[DATA PROVIDED — start]

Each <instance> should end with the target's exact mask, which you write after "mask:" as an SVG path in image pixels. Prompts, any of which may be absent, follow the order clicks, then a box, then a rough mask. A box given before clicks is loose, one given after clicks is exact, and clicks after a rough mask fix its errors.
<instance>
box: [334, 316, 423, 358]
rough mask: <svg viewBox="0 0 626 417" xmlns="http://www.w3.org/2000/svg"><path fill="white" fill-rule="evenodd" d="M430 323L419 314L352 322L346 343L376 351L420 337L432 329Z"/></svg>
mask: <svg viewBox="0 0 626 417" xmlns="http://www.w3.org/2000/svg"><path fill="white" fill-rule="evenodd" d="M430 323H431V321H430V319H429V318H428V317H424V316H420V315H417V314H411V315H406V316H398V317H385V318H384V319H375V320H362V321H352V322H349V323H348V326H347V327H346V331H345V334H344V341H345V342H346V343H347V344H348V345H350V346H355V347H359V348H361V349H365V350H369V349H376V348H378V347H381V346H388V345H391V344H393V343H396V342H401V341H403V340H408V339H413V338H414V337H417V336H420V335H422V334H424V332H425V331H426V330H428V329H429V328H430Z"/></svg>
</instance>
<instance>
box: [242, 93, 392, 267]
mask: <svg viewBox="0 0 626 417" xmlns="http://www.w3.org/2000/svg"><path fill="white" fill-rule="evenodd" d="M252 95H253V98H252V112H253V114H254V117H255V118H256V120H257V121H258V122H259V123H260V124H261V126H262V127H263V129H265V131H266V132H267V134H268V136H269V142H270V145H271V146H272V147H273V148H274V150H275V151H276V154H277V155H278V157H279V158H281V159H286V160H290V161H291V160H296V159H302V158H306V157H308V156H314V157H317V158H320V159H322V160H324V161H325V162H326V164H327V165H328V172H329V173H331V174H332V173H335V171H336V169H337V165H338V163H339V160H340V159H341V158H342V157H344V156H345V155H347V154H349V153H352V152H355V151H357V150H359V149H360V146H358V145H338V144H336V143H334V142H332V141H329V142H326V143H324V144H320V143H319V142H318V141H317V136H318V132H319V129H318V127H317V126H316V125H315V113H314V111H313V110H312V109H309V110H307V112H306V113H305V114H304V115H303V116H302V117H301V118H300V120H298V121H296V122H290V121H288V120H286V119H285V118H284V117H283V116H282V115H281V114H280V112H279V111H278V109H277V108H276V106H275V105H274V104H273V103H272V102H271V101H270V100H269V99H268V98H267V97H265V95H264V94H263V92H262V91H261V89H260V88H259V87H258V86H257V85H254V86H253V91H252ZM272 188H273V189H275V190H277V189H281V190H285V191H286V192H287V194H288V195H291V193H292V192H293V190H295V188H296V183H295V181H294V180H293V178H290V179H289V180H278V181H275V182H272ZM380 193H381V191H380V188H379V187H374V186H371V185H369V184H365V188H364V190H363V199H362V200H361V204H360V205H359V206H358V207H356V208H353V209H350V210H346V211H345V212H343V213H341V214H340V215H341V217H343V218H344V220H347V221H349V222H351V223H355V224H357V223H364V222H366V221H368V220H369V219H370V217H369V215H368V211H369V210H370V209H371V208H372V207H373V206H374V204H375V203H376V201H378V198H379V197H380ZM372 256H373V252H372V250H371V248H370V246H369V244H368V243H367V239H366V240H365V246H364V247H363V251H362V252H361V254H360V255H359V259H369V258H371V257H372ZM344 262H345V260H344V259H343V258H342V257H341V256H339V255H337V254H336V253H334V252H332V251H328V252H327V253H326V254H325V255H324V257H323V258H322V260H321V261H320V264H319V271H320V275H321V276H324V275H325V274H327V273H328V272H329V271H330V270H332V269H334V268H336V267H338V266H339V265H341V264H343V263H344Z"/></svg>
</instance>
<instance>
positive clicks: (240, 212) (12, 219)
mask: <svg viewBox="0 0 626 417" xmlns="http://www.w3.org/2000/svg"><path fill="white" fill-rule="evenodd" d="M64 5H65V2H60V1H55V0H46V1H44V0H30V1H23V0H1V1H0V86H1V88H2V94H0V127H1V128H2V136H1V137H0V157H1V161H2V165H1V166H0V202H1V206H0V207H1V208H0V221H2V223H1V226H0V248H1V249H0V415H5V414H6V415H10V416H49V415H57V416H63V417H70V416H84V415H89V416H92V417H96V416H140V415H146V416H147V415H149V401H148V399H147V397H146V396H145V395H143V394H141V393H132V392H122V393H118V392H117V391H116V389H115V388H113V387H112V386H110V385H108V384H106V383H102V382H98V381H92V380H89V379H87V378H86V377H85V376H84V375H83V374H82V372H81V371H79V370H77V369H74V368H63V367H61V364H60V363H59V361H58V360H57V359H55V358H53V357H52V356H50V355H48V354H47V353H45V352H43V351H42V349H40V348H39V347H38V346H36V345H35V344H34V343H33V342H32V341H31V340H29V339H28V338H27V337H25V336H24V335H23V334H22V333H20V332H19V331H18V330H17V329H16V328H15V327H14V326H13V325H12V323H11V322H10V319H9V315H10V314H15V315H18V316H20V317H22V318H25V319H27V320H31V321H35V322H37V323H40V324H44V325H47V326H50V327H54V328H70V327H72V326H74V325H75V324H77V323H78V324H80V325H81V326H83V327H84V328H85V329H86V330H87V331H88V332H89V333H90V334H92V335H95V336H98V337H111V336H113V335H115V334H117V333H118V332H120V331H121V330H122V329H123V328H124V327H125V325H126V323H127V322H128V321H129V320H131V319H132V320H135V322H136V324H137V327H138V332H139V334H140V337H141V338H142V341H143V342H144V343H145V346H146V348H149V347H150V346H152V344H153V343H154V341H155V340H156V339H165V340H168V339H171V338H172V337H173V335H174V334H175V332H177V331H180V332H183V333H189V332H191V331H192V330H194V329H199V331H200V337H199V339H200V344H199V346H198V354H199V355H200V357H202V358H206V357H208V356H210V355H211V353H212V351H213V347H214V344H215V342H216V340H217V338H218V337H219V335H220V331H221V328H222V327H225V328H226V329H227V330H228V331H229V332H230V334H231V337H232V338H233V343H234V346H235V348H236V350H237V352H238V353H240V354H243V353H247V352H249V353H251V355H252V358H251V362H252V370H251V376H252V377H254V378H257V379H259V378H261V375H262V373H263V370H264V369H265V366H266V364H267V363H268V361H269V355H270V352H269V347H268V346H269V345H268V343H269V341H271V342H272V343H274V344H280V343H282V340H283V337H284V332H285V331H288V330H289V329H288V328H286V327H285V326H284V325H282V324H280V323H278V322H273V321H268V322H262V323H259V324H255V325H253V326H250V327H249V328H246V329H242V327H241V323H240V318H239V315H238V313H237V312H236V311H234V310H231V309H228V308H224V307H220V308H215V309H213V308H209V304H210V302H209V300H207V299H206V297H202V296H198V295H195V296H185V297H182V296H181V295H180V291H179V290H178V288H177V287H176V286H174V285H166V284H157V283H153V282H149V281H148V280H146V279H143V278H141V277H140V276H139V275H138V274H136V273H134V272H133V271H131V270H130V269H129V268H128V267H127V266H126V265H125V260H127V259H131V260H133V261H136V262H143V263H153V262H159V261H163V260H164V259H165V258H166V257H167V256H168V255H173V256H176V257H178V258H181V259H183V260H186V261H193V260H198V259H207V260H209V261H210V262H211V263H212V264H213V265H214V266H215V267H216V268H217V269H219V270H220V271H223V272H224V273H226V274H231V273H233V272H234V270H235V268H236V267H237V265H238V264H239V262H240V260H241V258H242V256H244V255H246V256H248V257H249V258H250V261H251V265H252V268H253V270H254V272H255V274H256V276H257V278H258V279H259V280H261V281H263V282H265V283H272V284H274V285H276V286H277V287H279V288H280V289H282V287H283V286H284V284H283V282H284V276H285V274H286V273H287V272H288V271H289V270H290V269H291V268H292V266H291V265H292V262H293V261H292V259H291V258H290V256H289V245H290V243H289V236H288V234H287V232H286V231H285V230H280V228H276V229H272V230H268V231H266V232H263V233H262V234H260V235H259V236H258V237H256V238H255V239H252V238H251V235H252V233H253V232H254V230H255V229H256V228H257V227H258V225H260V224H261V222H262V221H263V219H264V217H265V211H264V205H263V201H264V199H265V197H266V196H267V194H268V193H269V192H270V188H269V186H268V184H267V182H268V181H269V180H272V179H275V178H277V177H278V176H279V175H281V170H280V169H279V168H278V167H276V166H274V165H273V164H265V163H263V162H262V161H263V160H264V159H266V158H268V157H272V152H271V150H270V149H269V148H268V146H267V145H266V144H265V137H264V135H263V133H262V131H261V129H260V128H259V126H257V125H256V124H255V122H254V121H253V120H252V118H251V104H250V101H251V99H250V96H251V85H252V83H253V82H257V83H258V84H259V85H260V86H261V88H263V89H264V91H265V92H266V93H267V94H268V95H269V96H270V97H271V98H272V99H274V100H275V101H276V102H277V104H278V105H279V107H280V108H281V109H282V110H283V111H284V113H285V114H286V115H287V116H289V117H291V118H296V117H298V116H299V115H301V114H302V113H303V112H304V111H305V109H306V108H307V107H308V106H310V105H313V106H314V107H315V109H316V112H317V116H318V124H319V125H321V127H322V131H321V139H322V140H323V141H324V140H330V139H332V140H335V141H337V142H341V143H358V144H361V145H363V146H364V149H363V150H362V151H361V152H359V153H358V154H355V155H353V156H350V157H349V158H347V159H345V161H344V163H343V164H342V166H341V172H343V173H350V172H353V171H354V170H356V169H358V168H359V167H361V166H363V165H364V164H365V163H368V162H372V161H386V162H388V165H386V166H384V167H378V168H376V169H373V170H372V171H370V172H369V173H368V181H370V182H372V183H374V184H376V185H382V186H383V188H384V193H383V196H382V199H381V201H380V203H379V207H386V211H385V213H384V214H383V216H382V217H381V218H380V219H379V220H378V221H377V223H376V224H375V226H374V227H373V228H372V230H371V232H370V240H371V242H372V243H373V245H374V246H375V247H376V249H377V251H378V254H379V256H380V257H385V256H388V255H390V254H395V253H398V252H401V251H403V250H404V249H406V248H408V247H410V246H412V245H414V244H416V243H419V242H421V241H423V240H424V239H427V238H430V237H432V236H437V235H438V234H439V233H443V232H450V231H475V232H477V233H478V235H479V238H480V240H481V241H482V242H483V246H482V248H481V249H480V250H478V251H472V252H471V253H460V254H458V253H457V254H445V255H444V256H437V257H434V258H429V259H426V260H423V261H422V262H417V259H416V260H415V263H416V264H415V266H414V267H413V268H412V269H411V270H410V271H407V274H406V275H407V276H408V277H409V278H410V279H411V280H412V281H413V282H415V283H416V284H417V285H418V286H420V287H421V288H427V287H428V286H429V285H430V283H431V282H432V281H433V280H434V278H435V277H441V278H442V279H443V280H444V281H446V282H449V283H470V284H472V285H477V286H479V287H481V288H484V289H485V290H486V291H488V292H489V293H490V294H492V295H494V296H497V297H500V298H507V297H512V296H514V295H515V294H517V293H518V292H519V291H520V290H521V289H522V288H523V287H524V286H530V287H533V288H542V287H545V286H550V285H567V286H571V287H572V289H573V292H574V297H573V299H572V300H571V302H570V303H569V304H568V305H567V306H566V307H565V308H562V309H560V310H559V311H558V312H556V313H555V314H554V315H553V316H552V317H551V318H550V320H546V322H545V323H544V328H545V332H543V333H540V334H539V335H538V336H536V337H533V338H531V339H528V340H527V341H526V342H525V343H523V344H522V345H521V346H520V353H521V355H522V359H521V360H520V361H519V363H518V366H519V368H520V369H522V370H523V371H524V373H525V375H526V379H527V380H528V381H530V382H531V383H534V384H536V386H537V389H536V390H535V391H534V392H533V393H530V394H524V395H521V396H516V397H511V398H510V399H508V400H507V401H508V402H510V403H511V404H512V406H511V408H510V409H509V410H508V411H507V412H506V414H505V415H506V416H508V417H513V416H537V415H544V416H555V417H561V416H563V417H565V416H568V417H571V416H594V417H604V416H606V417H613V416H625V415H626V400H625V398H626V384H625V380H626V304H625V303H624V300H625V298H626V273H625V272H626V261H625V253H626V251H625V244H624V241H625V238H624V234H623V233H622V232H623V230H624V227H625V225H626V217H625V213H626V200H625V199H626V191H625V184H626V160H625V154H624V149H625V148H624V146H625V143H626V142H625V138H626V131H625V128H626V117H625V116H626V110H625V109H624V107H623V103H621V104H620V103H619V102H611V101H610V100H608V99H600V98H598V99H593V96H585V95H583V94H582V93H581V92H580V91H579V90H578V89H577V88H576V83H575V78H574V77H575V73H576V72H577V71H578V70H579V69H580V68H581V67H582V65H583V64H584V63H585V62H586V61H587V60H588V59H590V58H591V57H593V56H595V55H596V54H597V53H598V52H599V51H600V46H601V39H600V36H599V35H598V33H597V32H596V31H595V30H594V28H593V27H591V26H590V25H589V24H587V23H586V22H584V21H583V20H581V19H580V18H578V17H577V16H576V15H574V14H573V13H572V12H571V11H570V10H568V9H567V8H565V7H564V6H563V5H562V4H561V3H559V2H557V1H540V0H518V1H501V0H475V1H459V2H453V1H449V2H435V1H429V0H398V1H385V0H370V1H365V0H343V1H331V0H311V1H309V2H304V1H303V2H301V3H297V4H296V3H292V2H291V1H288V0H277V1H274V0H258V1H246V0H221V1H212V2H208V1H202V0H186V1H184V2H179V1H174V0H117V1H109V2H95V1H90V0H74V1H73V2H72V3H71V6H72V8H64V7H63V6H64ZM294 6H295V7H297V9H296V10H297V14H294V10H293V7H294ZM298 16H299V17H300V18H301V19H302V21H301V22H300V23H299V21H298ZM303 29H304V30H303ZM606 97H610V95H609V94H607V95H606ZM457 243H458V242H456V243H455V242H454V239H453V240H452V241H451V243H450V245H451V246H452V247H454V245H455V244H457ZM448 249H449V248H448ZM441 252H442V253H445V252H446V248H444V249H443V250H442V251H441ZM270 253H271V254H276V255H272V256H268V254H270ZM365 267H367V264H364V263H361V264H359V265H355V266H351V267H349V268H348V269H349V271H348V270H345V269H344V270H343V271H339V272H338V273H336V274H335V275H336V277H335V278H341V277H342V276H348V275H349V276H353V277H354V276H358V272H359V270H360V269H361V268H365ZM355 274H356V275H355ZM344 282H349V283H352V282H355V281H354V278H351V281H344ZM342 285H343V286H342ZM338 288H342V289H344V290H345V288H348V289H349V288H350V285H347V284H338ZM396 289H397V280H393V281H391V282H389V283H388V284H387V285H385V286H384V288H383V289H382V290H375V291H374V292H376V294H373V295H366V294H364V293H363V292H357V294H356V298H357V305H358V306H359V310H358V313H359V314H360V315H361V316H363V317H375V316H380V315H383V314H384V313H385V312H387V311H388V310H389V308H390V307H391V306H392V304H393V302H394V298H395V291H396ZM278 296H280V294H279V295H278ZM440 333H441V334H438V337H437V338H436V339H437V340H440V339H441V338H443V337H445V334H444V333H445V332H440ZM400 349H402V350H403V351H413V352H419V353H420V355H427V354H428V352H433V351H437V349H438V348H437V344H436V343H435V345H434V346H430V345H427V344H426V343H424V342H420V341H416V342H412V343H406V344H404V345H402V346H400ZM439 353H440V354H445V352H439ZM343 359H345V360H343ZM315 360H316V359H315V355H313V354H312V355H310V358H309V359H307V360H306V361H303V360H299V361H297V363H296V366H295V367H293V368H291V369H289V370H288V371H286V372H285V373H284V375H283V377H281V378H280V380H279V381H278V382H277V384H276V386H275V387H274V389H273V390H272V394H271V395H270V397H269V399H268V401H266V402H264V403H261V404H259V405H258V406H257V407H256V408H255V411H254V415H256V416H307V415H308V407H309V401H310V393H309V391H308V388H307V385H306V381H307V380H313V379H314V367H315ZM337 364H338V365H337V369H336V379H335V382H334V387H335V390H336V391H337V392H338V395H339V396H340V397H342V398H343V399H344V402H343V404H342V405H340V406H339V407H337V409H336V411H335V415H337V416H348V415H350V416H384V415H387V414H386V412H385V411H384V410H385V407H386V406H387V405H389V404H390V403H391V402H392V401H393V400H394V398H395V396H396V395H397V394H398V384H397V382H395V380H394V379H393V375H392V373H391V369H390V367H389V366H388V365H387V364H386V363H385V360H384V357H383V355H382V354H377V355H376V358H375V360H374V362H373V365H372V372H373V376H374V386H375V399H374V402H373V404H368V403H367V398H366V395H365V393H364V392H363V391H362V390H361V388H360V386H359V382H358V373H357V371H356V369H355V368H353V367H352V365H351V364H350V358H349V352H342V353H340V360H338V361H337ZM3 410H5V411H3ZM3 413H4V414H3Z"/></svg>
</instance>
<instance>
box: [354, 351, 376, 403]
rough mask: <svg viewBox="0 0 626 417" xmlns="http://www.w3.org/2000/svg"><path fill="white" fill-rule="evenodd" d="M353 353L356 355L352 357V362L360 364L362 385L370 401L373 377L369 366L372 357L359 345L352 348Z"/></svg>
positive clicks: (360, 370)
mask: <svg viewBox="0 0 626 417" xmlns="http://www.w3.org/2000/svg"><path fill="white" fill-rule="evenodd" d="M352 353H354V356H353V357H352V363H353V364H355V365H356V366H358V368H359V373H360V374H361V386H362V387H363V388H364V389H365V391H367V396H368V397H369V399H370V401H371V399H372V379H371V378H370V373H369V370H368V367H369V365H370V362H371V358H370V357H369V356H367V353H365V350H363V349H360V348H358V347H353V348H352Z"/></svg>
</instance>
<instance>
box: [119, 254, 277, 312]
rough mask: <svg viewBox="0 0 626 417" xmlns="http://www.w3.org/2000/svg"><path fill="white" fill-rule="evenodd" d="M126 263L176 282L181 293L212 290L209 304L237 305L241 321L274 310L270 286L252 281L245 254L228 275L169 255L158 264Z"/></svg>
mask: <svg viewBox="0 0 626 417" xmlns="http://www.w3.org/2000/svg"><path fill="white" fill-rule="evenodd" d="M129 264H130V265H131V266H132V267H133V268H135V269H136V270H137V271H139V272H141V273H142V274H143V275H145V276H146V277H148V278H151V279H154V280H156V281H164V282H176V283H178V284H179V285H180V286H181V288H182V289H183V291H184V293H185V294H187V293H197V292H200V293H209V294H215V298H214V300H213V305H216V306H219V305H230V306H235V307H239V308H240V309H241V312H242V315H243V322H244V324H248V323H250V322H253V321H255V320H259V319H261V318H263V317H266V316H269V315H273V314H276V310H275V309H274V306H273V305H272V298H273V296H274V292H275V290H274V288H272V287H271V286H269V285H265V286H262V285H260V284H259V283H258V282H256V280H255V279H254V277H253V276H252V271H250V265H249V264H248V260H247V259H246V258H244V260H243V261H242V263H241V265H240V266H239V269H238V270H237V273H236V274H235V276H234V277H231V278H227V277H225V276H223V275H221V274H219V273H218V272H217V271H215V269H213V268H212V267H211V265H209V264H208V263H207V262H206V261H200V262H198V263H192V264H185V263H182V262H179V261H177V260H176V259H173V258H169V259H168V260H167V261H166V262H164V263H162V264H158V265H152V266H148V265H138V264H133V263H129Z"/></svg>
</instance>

[DATA PROVIDED — finish]

### [WHAT TO WORK ON]
What is needed is an exact copy of the entries above, from the first line through the line holding "box: [334, 316, 423, 358]", with both of those lines kept; please give nothing else.

### [SOLUTION FOR THIS PROBLEM]
Each <instance> should end with the target's exact mask, which you write after "mask:" as an SVG path in image pixels. Prompts, any of which may be absent, follow the order clicks, then a box, then a rough mask. A box given before clicks is loose, one given after clicks is exact, and clicks after a rough mask fix its errors.
<instance>
box: [334, 316, 423, 358]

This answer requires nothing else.